## Begin Supplied text
The EU’s experience from the 1950s to the 2010s reveals how regional integration can help promote peace and prosperity, in spite of domestic disagreement and periodic problems of disintegration (Berend, 2016). The cultural politics of integration often pose considerable challenges to regional integration projects. The troubled Thai-Cambodian relations, which originated from the politics and practices of memory, popular culture, and a lack of expertise at the national level have also impacted the cultural politics of the ASEAN Community.
In retrospect, both Cambodia’s initiative to have Preah Vihear listed as world heritage and the Thai government’s support in 2008 appear as responses to the development of ASEAN. In 2003, the ASEAN Summit in Bali set the goal of achieving the ASEAN Economic Community by 2020. At the time, however, ASEAN did not yet have a legal system that could be enforced against the member states. Only in 2008, a binding legal agreement came into force with the new ASEAN Charter. As a result of the push for further regional integration, the governments of the member states are now bound to take action for developing AEC as planned. One aspect of AEC is realizing fast-track economic integration in eleven priority sectors. Thailand has committed to tourism and air travel as its priority sectors. The Samak government’s support for Cambodia at the World Heritage Committee in 2008 can, therefore, be seen as one of Thailand’s first steps in fulfilling its obligations. The government at that time still observed Thaksin Shinawatra’s approach towards regional development. Thaksin, who was ousted by the military coup of 2006, had planned to expand Thailand’s export market and investment in neighboring countries and to develop the country’s tourism and air travel business through cooperation with Thailand’s neighbors. The Samak government, which supported by groups allied to Thaksin, intended to work with Cambodia in developing the areas surrounding Preah Vihear with Cambodia. However, the revival of the ‘Pra Viharn’ myth in the wake of the 2006 coup blocked this cooperative approach and thus posed a threat to the development of the ASEAN Community.
## End Supplied text
## Begin Records to process
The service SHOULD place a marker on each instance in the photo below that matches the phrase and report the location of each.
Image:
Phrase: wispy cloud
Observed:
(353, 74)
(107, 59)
## End Records to process
### [Exercise instructions]
1. Output the passage on regional integration from "The EU’s experience" up to and including "politics of the ASEAN Community.", copied word for word.
2. Write out all the entries again, substituting "pin" for "marker" and keeping every other part unchanged.

### [Answers for this exercise]
1.
The EU’s experience from the 1950s to the 2010s reveals how regional integration can help promote peace and prosperity, in spite of domestic disagreement and periodic problems of disintegration (Berend, 2016). The cultural politics of integration often pose considerable challenges to regional integration projects. The troubled Thai-Cambodian relations, which originated from the politics and practices of memory, popular culture, and a lack of expertise at the national level have also impacted the cultural politics of the ASEAN Community.

2.
The service SHOULD place a pin on each instance in the photo below that matches the phrase and report the location of each.
Image:
Phrase: wispy cloud
Observed:
(353, 74)
(107, 59)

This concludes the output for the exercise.